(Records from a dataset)
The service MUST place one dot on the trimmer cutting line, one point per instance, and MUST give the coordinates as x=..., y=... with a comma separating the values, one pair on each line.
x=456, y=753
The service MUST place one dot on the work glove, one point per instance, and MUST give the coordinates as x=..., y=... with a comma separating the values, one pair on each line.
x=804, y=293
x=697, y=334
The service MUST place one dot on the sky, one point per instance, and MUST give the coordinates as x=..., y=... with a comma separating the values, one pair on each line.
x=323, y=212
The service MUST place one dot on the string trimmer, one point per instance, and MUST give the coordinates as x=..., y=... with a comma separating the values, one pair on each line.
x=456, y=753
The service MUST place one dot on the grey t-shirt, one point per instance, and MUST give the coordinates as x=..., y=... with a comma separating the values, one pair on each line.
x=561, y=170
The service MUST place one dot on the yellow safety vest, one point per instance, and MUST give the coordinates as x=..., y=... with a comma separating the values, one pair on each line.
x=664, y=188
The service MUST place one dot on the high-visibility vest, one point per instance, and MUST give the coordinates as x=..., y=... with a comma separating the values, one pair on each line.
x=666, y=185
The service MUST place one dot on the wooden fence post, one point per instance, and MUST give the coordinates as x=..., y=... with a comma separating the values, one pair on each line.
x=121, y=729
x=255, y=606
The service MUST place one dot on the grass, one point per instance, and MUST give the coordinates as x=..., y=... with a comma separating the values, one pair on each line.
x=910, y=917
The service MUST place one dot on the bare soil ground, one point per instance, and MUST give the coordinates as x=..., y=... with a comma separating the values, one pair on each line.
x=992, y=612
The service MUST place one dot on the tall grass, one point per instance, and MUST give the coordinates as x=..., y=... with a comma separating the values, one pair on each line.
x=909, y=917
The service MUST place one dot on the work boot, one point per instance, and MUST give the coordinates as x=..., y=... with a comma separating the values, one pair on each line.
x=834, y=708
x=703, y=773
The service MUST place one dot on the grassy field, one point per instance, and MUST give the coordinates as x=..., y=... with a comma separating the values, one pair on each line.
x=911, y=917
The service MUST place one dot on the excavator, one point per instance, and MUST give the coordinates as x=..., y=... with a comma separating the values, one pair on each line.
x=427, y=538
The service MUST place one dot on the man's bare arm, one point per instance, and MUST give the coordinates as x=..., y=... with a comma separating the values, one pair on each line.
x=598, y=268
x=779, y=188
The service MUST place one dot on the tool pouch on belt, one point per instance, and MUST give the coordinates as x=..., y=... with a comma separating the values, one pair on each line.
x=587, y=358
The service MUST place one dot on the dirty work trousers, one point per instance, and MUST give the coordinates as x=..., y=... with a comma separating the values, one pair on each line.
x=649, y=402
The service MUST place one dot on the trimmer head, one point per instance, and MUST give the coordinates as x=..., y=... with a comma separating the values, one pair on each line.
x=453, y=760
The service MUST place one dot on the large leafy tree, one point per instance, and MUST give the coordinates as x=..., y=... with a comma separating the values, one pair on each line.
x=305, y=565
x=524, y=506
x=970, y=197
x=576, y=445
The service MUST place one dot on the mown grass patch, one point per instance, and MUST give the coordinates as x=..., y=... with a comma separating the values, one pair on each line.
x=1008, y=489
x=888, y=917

▶ [Short problem] Reproduce only the lines of the records starting at the one containing "The service MUST place one dot on the grass, one" and ending at the one containing "x=453, y=760", renaming "work boot" to "safety boot" and leaving all other text unchanged.

▶ [Final result]
The service MUST place one dot on the grass, one point per instance, and MUST give the coordinates as x=..., y=... with a comma separating the values, one pair on each line.
x=910, y=917
The service MUST place one dot on the bare soil ground, one point per instance, and MUST give the coordinates as x=..., y=... with a comma separating the values, one pair on each line.
x=992, y=612
The service MUST place one dot on the tall grass, one point per instance, and MUST give the coordinates as x=..., y=... with a comma separating the values, one pair on each line.
x=909, y=917
The service MUST place one dot on the safety boot, one point per instance, and MUST give the coordinates as x=..., y=... with a comma separating the values, one pair on each line.
x=834, y=708
x=703, y=773
The service MUST place one dot on the grassy field, one point per instance, and MUST give the coordinates as x=..., y=... with a comma separating the values, one pair on each line.
x=911, y=917
The service MUST place one dot on the excavator, one point per instance, and MUST give the coordinates as x=..., y=... with a comma separating the values, one pair on each line.
x=427, y=538
The service MUST place one dot on the man's bare arm, one point per instance, and MUST give the coordinates as x=..., y=... with a comma separating the values, one pair on each line.
x=598, y=268
x=779, y=188
The service MUST place one dot on the tool pouch on belt, one point per instance, and MUST give the coordinates as x=..., y=... with a comma separating the values, one pair on each line.
x=587, y=358
The service MUST place one dot on the dirty work trousers, one point per instance, and MUST give the coordinates as x=..., y=... with a comma separating the values, one pair on each line.
x=649, y=402
The service MUST place one dot on the trimmer head, one point per instance, and MUST give the coordinates as x=..., y=... with a comma separating the values, one pair on each line.
x=453, y=760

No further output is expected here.